• _Set problem_
Copy out every line from the entries below that contains the word "countertop".

============

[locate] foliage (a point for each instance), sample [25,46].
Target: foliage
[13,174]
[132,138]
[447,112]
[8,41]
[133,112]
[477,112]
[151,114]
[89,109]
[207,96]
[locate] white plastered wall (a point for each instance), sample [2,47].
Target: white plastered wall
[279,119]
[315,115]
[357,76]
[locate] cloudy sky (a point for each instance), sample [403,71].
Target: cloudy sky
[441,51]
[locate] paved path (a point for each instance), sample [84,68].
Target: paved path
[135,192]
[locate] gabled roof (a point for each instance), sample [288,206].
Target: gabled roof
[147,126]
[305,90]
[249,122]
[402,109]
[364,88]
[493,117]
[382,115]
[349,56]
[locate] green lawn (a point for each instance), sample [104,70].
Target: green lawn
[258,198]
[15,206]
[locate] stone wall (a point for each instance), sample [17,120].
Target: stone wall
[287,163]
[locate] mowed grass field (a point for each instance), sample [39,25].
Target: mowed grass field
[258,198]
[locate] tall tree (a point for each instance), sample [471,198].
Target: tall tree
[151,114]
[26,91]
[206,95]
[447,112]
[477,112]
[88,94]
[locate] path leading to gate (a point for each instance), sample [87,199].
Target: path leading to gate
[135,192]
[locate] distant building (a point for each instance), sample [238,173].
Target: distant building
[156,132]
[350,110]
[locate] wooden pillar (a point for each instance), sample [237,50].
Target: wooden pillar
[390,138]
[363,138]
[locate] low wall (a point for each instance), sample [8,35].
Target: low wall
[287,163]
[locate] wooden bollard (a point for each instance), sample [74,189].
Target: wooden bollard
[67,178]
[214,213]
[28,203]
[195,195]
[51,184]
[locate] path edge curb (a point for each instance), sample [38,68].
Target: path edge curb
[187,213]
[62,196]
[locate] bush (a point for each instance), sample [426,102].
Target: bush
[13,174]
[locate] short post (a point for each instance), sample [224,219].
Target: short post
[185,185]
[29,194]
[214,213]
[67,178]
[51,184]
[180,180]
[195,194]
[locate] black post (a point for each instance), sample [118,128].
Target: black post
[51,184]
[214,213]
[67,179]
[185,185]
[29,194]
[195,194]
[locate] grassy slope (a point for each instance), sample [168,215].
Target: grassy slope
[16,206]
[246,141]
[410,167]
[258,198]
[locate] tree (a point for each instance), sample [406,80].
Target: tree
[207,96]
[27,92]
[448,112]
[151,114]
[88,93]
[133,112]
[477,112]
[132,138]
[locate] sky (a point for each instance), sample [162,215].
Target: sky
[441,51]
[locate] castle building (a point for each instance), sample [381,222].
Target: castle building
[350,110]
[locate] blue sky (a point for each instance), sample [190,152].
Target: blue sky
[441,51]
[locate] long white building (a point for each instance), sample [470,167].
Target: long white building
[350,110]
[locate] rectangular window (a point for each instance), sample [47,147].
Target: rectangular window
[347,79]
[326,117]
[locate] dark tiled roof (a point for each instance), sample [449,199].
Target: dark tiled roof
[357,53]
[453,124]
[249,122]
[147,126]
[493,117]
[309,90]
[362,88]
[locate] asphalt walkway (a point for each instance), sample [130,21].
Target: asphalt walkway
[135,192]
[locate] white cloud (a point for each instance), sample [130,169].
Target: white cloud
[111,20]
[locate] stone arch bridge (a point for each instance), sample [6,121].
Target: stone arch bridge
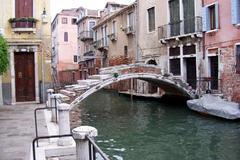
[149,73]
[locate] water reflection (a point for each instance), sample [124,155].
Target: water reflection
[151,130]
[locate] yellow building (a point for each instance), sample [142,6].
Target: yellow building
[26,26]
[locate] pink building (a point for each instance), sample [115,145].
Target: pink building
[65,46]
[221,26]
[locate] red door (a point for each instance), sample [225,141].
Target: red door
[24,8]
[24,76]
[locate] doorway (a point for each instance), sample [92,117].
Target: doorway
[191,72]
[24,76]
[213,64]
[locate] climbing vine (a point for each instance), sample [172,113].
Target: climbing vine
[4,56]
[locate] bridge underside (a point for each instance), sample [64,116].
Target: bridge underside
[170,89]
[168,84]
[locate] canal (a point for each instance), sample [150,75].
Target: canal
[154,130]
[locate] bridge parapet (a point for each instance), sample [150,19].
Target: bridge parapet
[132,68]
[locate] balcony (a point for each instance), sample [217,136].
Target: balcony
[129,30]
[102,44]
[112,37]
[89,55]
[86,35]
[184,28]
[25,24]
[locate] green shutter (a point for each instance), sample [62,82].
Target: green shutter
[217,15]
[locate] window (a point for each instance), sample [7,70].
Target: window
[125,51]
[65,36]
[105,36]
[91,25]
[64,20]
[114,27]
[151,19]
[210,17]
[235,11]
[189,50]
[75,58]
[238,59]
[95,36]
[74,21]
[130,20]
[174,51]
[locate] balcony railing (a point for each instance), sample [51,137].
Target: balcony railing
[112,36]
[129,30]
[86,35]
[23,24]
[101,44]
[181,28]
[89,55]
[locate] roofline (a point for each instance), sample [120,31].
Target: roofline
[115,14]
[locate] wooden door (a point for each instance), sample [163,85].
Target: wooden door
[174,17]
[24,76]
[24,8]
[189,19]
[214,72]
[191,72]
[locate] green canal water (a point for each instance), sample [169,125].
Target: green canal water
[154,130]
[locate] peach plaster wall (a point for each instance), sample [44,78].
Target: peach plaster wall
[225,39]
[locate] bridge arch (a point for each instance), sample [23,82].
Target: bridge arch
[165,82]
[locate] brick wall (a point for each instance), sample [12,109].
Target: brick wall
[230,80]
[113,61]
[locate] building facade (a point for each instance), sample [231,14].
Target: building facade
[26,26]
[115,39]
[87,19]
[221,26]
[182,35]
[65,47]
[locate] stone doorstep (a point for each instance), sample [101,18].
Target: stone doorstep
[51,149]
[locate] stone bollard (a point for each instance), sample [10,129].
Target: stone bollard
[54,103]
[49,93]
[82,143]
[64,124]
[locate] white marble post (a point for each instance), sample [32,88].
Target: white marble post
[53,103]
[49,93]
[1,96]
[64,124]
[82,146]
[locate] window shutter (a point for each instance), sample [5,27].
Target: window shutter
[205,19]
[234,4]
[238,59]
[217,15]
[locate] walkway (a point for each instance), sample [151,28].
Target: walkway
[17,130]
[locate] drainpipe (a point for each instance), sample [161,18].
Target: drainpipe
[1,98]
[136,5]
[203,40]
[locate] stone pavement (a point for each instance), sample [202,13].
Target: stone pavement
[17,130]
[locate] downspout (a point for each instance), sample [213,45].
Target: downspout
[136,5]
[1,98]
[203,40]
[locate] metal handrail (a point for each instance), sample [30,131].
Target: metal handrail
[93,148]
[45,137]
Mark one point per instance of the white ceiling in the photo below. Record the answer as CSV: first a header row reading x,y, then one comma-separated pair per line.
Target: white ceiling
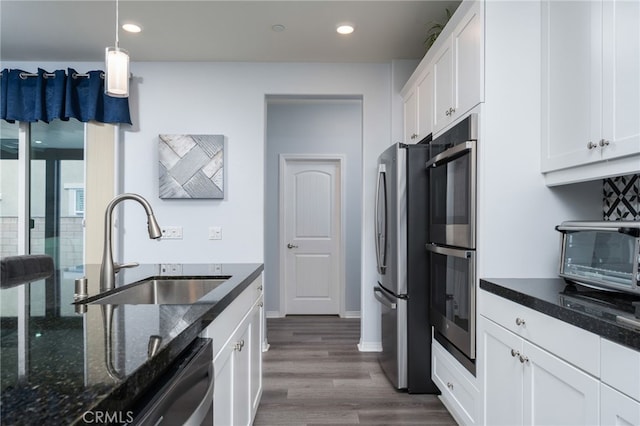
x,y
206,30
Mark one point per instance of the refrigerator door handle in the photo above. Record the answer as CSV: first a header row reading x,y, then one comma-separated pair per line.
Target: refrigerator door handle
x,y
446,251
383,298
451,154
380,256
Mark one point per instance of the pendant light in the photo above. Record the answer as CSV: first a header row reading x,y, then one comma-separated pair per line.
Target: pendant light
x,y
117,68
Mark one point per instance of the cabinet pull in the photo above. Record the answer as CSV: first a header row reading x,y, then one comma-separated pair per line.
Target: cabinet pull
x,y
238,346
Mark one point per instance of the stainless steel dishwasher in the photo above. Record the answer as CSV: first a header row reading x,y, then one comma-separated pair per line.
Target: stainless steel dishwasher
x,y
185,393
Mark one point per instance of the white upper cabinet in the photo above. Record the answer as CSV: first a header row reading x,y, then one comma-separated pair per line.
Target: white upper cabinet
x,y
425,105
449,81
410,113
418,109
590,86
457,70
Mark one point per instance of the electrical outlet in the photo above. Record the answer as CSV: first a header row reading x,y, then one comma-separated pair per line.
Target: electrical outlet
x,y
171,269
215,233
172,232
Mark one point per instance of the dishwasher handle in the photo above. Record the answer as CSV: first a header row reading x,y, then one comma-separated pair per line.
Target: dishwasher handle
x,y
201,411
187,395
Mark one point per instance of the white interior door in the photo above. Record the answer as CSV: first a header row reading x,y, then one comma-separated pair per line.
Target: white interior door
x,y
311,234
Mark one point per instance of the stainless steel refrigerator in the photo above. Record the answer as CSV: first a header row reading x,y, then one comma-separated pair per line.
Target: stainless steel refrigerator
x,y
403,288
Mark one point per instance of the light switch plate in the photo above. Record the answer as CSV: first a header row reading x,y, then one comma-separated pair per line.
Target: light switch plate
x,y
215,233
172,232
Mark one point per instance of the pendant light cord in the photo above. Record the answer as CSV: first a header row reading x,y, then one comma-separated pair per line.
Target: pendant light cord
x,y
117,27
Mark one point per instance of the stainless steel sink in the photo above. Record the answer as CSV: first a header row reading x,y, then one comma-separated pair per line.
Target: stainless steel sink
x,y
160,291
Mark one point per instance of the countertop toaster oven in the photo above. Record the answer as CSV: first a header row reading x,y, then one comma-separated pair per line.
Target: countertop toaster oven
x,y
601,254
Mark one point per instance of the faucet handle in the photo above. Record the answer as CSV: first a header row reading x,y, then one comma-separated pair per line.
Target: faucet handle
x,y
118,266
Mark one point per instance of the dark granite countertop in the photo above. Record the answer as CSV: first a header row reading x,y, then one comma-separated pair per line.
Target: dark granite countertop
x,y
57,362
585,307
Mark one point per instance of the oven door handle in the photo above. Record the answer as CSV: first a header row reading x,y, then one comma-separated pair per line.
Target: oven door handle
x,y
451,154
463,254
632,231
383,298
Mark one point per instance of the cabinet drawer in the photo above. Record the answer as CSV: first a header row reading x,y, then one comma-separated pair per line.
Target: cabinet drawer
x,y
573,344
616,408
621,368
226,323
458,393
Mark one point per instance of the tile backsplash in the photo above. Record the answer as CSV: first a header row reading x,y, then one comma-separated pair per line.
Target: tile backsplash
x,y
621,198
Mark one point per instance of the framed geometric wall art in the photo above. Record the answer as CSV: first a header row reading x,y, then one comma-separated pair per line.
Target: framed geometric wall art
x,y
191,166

============

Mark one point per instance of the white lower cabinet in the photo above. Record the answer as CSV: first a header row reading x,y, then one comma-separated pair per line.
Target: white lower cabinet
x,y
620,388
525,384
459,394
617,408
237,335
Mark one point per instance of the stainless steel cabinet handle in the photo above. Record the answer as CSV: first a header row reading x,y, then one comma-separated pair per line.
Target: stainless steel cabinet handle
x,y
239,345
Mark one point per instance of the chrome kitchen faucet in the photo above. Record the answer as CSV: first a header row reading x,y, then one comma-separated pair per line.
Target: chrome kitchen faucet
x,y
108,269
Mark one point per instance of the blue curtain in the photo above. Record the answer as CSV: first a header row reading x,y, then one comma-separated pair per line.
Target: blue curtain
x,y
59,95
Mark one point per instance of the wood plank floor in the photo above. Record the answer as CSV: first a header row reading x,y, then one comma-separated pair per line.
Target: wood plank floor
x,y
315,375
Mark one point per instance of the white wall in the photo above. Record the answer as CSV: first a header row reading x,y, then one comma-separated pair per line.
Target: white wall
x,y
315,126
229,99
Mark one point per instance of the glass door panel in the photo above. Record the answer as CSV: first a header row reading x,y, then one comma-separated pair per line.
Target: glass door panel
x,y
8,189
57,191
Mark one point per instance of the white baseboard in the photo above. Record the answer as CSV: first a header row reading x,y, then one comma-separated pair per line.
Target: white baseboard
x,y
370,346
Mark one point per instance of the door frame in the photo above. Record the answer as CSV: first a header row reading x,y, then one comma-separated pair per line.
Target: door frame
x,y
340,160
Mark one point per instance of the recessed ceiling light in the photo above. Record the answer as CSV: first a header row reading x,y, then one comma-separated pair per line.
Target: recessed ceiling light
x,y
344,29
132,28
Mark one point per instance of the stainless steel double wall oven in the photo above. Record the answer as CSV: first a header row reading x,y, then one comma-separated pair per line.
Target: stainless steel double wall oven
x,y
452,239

============

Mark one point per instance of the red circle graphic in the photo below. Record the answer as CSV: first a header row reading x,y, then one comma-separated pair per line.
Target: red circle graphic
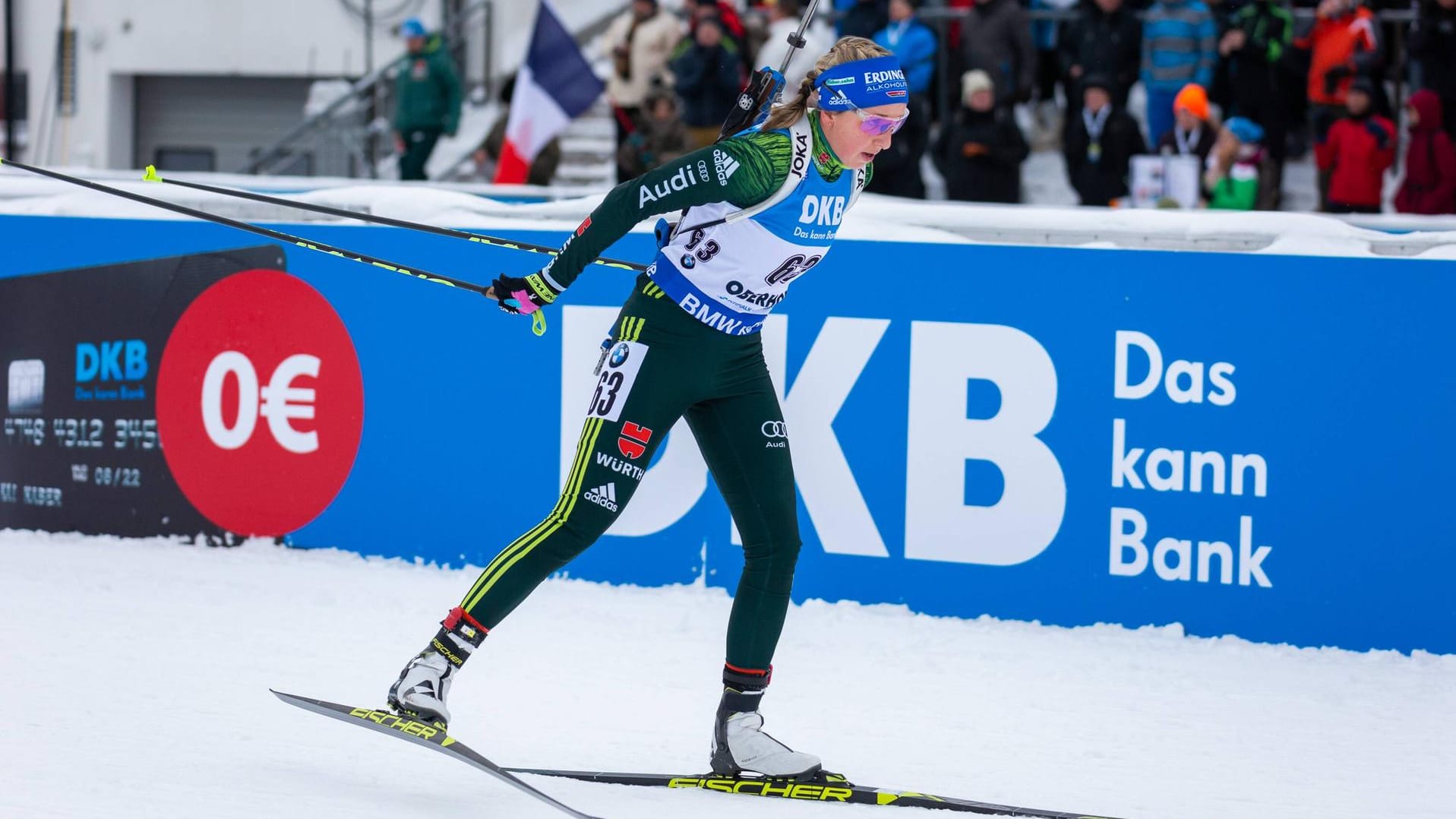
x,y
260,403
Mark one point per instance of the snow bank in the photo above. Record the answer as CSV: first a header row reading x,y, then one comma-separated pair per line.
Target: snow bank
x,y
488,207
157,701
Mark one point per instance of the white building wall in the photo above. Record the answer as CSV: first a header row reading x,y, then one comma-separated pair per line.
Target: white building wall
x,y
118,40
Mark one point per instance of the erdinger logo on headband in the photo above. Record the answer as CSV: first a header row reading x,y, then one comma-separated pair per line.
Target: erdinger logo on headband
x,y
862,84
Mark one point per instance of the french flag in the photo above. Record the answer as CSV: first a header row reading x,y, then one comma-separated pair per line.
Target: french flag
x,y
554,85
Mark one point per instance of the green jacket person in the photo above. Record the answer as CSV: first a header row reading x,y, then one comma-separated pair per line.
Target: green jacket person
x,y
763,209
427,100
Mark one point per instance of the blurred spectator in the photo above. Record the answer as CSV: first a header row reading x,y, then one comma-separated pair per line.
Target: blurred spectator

============

• _Final result_
Mark one point per instance of the countertop toaster oven in the photo above. Record the answer as CSV: first a header row reading x,y, then one comma-separated pair per line.
Target: countertop toaster oven
Mark one point per instance of the dark granite countertop in the photo above. Record the answer as CSV: first a header row reading x,y, then one comma-separated pair per line.
Target: dark granite countertop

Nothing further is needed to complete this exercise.